Within the material below, how many lines carry the word "jacket"? State only the number.

=======

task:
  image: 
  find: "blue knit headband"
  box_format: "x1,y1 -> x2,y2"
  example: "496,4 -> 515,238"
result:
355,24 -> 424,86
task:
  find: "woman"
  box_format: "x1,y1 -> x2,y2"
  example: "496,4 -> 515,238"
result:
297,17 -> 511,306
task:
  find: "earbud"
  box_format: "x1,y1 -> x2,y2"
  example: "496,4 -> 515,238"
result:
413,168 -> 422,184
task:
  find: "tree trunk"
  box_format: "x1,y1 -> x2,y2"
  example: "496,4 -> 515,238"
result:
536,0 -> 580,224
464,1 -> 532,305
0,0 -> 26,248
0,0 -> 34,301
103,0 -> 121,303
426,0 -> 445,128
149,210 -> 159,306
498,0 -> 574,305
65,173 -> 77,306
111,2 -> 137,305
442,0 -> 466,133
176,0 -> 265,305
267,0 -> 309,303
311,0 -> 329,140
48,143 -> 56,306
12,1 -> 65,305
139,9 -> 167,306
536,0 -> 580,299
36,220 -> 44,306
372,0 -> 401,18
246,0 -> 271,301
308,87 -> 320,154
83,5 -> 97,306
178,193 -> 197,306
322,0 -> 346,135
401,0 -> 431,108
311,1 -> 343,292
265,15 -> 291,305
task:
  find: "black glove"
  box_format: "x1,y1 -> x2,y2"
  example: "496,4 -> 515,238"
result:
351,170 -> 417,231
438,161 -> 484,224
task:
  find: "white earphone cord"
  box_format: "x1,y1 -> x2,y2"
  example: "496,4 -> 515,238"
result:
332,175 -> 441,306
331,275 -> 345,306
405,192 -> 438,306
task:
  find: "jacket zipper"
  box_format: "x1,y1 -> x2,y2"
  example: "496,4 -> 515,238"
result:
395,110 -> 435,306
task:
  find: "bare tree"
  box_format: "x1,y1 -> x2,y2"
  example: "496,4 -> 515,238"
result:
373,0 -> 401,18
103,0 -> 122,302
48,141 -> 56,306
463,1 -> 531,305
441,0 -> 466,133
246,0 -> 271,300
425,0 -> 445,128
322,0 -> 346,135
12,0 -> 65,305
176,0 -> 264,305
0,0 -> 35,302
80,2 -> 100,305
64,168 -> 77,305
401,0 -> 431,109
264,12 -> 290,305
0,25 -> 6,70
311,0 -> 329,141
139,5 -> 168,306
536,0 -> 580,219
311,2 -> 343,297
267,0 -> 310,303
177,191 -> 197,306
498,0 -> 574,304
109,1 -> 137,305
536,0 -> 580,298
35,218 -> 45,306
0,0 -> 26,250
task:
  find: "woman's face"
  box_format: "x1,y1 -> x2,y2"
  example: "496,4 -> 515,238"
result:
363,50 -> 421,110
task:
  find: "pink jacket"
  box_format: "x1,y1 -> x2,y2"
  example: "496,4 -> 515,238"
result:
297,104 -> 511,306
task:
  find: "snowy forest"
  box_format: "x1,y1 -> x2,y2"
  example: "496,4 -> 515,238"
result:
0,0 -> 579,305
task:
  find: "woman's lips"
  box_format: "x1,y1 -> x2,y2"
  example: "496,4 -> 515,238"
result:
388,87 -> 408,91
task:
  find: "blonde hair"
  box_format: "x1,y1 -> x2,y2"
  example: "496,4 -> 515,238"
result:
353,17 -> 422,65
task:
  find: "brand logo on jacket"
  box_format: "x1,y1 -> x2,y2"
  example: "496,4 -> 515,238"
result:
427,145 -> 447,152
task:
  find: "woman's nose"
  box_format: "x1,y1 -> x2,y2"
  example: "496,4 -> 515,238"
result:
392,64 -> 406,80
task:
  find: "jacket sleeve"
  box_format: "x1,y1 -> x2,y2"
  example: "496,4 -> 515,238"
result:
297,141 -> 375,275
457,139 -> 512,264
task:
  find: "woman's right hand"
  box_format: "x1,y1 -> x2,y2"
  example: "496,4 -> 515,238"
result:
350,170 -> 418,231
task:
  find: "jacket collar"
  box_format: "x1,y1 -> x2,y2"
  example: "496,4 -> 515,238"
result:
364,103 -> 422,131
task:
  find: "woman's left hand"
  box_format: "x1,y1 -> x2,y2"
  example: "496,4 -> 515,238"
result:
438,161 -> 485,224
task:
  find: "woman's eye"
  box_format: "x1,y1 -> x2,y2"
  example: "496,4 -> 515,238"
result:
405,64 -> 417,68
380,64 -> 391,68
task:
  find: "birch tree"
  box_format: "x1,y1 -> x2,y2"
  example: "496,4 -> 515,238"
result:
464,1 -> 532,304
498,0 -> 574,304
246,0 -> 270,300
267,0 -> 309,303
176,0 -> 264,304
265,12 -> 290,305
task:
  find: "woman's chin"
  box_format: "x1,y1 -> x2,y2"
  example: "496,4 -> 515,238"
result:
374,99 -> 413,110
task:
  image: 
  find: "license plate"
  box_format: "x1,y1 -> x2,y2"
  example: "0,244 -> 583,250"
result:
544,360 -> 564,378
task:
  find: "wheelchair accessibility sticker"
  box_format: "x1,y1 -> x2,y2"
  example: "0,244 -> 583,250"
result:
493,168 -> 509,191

=======

_YOUR SOLUTION_
5